Text segment:
[BEGIN]
Texas’ Deadly Blackouts Could Open The Door For This Democrat To Make History
Texas Democrats are betting they could win their first statewide election in three decades by ousting an entrenched Republican incumbent from a seat on a confusingly named regulatory commission no one has heard of that oversees the oil and gas industry.
The man to pull off what would be a seismic upset is a relatively recent arrival to the Lone Star State, a Rhode Island native who bounced between London, New York City, Washington, D.C., San Francisco and Ethiopia before settling in Austin. Luke Warford wants to become a member of the Texas Railroad Commission — and thereby a sheriff for the state’s storied oil industry.
Slim and bespectacled, with a stylish swoop of wavy hair, the first-time candidate doesn’t exactly look the part. By his own admission, “people look at me and they ask about the Green New Deal and AOC.”
Warford says he’s a pragmatist who wants to see the oil industry thrive — and that it would be madness to reelect a regulator under whose watch the Texas natural gas system collapsed, leaving hundreds to freeze to death and thousands more to foot exorbitant electric bills.
So goes the 33-year-old’s pitch to persuade Texans to put him in charge of policing the state’s most valuable industry in the midst of a global energy crisis.
Ousting the incumbent Republican, Wayne Christian, and electing a Democrat to one of the Texas Railroad Commission’s three seats won’t end Republican control. But Warford promised to bring balance and transparency to a self-dealing panel of partisan regulators and push for common-sense public safety measures at an agency that, contrary to its name, actually oversees the state’s oil and gas drilling and pipelines.
[END]
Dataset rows
[BEGIN]
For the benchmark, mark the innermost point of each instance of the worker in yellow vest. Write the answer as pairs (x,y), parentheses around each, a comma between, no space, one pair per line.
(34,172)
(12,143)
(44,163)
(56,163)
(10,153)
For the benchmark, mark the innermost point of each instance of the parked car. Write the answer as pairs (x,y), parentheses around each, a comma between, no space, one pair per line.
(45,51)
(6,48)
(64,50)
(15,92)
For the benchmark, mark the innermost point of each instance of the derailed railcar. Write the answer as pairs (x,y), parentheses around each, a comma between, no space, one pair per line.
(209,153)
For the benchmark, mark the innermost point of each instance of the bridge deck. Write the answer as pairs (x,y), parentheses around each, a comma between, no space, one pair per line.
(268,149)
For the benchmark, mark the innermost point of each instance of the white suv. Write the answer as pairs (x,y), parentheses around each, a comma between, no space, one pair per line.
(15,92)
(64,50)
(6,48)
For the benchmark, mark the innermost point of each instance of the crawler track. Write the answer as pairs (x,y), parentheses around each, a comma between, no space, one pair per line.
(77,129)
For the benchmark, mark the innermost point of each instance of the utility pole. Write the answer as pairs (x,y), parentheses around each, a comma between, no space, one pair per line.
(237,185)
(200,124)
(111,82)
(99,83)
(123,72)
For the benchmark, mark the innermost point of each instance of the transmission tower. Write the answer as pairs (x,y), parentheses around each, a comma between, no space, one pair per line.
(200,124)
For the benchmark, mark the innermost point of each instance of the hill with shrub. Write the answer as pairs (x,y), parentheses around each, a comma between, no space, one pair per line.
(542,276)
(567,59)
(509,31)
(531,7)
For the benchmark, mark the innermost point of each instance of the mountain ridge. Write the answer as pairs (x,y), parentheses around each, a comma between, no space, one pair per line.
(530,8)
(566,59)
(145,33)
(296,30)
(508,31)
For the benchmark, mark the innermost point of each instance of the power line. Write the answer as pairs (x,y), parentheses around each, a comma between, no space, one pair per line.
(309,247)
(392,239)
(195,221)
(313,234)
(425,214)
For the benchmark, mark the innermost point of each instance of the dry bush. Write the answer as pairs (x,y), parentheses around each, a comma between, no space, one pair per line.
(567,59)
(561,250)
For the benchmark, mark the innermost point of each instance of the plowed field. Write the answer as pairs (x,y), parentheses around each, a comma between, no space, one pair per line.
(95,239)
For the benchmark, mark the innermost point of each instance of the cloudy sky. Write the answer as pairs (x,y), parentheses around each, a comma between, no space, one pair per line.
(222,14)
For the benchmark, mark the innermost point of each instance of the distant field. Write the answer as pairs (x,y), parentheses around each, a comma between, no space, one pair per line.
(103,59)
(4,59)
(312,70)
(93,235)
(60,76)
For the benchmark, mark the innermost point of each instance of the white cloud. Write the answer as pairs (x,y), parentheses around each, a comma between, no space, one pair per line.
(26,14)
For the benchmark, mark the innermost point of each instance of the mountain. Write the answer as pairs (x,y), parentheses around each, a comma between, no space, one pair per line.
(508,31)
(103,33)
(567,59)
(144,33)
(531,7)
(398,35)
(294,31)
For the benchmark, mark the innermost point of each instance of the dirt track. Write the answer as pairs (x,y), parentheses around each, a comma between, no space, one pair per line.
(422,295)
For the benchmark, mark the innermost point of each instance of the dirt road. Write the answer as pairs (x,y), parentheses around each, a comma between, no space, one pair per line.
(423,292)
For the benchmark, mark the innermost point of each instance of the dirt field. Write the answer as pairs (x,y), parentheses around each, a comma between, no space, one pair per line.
[END]
Write the next few paragraphs of the article about Luke Warford's race for the Texas Railroad Commission, beginning right after its final sentence.

“Hundreds of Texans f**king froze to death in the energy capital of the world. That is unconscionable.”
– Luke Warford
Following a 2011 cold snap, federal regulators warned the Railroad Commission that its 255,000-mile network of natural gas lines was vulnerable to extreme temperatures. The GOP commissioners declined to set any rules requiring pipeline owners to weatherize their infrastructure. Instead of investing in those retrofits, the pipeline companies poured money into the incumbents’ campaign coffers.
Sure enough, when Winter Storm Uri brought freakish arctic temperatures to Texas in February 2021, gas pipelines froze just as badly-insulated homes were demanding more electricity and fuel to stay warm. A BuzzFeed News investigation estimates that at least 700 people — nearly five times the official state death toll — were killed by the storm during the worst week of outages.
“Because of their corruption, these elected officials — my opponent — ignored the warnings and hundreds of Texans fucking froze to death in the energy capital of the world,” Warford said during an hour-long interview this month. “That is unconscionable.”
A ‘Corrupt’ Incumbent
Wayne Christian’s long track record offers easy fodder to vilify the incumbent. A Grammy-nominated gospel singer who first won a state legislative seat in 1998, Christian quietly voted in 2009 to give his own beach house an exemption from a state law banning construction on public shorelines.
Earlier this year, Christian went against the Railroad Commission staff’s advice and approved an oil-waste dump mere feet from a vital aquifer. Three days later, the company behind the dump gave Christian a $100,000 campaign donation, the Odessa American first reported.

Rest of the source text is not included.